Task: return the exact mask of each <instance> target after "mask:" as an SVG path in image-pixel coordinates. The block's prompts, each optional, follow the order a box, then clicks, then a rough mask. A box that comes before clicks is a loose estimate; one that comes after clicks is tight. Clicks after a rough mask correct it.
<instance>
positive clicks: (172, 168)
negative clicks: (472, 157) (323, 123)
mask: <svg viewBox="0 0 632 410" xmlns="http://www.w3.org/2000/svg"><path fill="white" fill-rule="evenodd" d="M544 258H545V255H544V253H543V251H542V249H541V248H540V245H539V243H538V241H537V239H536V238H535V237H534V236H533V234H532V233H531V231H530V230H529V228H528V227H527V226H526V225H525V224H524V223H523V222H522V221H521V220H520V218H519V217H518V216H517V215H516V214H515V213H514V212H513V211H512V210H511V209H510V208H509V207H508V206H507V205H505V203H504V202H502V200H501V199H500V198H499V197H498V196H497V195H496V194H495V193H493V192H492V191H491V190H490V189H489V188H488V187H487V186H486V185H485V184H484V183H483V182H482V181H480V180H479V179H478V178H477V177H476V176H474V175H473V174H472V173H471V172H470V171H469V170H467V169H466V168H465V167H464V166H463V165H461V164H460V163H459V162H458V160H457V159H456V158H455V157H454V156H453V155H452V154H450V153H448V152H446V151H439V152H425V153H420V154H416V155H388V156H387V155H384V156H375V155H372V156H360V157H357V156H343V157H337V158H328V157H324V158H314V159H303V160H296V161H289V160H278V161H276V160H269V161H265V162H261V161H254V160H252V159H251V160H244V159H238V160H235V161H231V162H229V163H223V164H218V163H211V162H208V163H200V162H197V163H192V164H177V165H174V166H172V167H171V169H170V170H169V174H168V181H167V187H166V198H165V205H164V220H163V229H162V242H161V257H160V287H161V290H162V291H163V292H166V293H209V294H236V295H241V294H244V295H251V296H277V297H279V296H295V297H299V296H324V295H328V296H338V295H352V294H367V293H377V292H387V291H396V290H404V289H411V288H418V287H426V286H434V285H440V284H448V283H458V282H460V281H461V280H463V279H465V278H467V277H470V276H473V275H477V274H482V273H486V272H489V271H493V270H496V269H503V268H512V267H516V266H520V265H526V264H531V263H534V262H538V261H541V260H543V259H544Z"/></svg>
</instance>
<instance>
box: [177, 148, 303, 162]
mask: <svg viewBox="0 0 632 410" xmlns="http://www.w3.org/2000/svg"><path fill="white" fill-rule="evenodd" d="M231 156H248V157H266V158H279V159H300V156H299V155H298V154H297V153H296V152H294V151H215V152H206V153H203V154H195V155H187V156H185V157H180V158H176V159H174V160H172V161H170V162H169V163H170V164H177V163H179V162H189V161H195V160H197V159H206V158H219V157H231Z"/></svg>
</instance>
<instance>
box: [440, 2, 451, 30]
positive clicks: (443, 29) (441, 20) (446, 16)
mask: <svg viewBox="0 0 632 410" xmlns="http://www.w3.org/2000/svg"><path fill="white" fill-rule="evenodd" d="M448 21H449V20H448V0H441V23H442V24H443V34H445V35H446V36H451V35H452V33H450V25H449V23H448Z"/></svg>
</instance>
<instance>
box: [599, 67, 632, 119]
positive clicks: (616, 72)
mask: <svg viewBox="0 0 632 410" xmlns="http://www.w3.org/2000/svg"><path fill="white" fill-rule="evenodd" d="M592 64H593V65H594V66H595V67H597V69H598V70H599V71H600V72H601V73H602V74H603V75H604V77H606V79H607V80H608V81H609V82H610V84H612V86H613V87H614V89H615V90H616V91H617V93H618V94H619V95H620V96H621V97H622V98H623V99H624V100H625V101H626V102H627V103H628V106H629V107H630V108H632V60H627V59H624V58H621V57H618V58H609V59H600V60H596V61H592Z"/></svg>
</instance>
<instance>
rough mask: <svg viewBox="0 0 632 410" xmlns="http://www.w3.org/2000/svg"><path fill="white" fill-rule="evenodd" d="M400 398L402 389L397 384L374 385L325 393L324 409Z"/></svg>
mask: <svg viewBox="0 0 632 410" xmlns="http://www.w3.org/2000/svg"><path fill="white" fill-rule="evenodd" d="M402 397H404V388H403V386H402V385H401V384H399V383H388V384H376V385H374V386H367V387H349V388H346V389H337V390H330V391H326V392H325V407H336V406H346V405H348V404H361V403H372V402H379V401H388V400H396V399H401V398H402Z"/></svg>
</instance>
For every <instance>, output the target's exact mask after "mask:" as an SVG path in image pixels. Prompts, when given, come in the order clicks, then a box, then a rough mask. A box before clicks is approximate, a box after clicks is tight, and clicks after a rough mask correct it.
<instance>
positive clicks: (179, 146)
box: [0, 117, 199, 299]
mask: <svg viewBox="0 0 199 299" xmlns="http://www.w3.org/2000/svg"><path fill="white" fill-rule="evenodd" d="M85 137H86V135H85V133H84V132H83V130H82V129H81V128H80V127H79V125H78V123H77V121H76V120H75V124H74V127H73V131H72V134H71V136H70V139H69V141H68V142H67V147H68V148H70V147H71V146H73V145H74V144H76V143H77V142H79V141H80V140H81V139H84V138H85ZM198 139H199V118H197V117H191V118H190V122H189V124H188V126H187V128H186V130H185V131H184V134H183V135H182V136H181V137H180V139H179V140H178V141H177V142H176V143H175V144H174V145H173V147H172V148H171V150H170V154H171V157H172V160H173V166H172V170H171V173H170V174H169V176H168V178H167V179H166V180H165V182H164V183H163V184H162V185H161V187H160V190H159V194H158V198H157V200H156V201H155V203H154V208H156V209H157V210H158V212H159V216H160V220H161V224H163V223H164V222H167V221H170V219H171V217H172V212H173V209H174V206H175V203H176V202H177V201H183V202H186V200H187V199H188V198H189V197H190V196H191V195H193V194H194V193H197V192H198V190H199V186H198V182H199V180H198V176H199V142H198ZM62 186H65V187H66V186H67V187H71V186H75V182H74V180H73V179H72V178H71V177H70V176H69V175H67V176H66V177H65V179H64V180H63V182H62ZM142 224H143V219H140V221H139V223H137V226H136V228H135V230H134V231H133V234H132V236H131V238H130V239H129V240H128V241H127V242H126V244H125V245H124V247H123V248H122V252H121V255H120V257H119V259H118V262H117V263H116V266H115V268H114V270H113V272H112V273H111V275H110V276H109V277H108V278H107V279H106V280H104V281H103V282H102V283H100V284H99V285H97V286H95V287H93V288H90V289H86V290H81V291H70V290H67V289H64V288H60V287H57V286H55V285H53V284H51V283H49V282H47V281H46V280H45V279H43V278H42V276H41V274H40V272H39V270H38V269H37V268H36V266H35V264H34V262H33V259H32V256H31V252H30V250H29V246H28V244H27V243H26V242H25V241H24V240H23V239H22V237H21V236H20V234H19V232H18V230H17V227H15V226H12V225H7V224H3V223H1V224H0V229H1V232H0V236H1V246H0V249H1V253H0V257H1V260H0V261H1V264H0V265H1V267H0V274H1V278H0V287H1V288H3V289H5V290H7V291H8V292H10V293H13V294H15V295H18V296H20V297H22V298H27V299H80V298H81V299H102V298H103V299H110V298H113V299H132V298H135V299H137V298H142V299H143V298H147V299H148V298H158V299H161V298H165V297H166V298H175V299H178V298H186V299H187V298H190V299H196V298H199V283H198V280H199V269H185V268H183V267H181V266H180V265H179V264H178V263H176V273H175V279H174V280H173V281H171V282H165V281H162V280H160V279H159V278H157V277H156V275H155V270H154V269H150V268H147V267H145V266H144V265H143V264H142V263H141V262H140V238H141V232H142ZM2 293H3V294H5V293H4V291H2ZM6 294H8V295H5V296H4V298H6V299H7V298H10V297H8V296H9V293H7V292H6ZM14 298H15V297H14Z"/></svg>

========

Job: Return every line of the data above that contains the string "positive", matching case exactly.

Completed task:
positive clicks: (172, 168)
positive clicks: (443, 29) (441, 20) (446, 16)
positive clicks: (616, 72)
positive clicks: (179, 146)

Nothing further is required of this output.